• STUDY TEXT:
BEGIN

Behold the humble nautilus
🐚

Behold the humble nautilus

What and why

Sometime in the throes of 2020 I impulse bought myself a subscription to Nautilus magazine. Nautilus is a current affairs science periodical, covering all types of great STEM subjects in a similar style to Quanta and other publications.

The problem was that I had very little time to actually read the articles. I tried a few alternatives, such as exporting the issues to my phone's ebook reader and shuffling my reading schedule around, but I still found myself reading precious little Nautilus. Around this time I realised that I always have time for podcasts, so maybe I should try and convert the issues into a listenable form instead. The following details precisely this process where I:

  • Acquire a bunch of Nautilus articles
  • Prep and parse the articles into an open format
  • Create audio renders of the articles using Text-to-speech (TTS)

END

• INFORMATION:
BEGIN

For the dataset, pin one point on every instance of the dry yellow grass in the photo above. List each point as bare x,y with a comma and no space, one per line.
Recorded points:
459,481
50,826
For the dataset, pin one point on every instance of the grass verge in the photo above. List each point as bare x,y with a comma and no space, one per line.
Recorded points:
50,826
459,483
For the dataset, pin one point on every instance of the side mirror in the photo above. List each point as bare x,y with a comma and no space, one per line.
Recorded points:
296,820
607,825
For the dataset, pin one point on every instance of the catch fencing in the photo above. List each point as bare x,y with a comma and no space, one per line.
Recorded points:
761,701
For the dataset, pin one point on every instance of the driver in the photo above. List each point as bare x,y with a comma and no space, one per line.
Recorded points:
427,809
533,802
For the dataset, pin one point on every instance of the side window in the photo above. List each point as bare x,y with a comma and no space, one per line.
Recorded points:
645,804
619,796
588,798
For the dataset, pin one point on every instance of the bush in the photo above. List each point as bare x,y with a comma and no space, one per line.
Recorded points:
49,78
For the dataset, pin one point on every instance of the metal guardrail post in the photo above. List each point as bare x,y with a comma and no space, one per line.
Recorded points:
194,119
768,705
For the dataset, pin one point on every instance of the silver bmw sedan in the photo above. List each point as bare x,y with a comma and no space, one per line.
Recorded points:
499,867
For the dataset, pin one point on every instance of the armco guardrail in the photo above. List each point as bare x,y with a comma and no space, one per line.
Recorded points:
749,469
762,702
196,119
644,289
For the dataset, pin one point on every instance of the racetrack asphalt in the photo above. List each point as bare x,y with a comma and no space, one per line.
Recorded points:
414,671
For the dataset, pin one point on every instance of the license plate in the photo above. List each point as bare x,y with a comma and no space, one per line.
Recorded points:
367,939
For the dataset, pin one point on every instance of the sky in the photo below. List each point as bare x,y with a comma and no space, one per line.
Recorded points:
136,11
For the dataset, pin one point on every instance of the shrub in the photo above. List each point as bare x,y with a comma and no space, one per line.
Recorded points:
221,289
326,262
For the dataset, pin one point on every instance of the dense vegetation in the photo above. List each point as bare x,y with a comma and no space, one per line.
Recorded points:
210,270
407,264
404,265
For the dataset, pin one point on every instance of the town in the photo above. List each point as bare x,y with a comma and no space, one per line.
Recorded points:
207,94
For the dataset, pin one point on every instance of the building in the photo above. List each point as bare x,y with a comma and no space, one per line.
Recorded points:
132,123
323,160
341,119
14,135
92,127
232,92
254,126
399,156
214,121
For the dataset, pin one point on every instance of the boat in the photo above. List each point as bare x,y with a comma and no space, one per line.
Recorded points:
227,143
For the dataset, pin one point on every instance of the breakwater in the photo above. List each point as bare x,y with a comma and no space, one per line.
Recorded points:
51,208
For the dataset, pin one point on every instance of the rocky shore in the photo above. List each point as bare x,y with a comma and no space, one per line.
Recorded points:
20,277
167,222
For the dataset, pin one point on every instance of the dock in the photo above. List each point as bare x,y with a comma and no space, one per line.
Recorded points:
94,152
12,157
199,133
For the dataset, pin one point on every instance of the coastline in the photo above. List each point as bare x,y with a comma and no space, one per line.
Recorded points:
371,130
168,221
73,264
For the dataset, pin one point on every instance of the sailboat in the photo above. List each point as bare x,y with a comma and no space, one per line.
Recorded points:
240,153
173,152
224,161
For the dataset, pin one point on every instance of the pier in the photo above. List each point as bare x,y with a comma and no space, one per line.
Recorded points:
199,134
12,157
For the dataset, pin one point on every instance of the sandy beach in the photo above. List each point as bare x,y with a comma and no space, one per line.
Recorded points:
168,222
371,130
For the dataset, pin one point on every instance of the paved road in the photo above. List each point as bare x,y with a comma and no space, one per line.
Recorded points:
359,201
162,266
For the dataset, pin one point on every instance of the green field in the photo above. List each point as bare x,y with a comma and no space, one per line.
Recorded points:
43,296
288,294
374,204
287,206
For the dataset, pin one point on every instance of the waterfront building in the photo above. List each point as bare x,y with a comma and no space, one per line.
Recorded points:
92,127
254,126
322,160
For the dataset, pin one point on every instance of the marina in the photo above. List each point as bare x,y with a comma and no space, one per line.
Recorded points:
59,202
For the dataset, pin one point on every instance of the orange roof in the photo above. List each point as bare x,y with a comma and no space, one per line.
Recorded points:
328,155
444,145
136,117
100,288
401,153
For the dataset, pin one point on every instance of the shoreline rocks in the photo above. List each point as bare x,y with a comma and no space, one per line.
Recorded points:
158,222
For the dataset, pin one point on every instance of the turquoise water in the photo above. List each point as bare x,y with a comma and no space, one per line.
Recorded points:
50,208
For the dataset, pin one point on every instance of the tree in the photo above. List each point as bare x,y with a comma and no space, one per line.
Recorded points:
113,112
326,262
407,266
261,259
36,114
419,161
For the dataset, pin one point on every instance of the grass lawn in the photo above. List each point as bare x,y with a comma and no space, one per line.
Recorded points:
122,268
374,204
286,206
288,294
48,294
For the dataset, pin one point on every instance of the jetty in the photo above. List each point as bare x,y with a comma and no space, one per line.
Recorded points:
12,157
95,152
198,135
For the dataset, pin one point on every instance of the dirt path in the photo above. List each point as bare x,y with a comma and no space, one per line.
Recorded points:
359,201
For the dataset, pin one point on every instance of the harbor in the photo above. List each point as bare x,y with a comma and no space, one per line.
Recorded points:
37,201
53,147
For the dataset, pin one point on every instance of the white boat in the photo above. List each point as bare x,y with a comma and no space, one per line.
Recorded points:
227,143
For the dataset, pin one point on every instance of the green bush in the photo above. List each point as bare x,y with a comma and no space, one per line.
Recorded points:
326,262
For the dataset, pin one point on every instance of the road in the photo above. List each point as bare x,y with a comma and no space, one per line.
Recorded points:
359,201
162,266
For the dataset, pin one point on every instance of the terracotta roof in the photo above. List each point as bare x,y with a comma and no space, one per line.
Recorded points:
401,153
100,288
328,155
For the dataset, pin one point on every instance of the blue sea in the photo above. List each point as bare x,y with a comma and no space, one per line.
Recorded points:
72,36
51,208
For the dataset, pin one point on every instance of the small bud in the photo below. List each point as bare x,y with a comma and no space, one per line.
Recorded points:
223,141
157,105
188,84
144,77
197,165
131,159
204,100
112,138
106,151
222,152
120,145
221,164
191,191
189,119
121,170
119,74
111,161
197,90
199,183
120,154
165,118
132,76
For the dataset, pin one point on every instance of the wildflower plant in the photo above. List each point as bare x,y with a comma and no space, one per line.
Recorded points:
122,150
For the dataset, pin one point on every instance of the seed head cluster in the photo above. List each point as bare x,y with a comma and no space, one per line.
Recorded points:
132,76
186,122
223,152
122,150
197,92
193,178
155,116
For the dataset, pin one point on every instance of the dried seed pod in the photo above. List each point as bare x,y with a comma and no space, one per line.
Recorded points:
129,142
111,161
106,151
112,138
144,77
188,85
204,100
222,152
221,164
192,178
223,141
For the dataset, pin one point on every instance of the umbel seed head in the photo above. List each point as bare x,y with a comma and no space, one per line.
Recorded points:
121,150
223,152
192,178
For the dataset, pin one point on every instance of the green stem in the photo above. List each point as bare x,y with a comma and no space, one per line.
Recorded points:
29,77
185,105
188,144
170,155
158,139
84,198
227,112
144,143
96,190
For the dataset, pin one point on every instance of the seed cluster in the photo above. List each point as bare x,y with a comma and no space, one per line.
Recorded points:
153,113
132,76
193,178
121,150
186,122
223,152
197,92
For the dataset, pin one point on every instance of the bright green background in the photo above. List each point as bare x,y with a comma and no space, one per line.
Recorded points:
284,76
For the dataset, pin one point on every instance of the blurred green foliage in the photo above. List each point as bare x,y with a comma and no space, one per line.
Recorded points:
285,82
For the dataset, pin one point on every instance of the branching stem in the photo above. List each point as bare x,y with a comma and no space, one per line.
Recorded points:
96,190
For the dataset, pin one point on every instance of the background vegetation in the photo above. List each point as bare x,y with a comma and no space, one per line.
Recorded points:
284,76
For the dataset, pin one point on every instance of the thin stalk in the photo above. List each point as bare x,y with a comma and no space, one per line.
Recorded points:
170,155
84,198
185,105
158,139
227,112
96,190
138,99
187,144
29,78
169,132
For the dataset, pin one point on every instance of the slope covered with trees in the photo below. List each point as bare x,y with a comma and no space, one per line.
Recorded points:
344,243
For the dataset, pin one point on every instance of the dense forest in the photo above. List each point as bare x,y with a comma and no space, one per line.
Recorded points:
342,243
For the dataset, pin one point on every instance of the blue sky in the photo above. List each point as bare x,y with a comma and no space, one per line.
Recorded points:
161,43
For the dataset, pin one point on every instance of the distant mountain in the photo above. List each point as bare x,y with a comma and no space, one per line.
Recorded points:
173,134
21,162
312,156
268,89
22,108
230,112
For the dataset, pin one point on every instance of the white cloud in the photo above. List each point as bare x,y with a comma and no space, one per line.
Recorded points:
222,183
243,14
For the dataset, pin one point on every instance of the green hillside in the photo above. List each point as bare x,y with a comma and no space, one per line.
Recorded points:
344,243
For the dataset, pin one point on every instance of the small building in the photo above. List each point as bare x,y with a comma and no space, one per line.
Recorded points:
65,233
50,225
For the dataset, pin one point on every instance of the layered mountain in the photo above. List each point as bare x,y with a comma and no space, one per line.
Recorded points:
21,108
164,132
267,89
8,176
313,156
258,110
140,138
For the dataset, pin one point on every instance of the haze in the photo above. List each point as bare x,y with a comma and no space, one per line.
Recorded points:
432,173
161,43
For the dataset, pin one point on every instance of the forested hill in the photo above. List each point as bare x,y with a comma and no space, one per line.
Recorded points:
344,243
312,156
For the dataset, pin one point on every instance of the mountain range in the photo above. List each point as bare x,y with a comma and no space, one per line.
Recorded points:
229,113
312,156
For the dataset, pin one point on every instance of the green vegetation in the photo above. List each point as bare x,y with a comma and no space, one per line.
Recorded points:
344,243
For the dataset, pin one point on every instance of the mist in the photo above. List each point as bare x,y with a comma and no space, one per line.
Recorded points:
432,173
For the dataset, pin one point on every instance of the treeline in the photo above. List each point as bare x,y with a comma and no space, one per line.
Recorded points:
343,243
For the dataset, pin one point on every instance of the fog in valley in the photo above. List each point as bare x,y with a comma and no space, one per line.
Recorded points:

END

• REQUIREMENT:
Carry the post about turning Nautilus magazine articles into audio forward past its last bullet point.

• RESULT:
  • Build a small streaming API to consume the articles

Nautilus Articles

Within the subbed Nautilus user portal exists a historical listing of all previous issues which can be accessed as part of your subscription. Each issue exists as a downloadable e-publication, where at the time of writing, there was something like 93 past issues. Downloading them all by hand is obviously a tedious exercise, so I used the downloadthemall Chrome extension to automate the process. So now I have all these past Nautilus editions, covering topics like Biology, Neuroscience, Insects and Philosophy. Excellent.

Article Parsing

In their present form, we’re unable to TTS the content of the Nautilus issues in their epub format, so some parsing is in order. I used ebooklib to extract the content of each issue’s epub, which returns an iterable of book “items”. Each “item” represents an article within the issue, and is extracted as a record with minimal metadata and the chapter content in HTML form.

def parse_issue_articles(ebook_path):
    book = epub.read_epub(ebook_path)
    article_records = []
    for item in book.get_items():
        # current_chapter = None
        if Path(item.get_name()).suffix == ".html" and "chap" not in item.get_name():
            logger.info(f"Processing {item.get_name()}")
            article_record = parse_article_record(item.get_body_content())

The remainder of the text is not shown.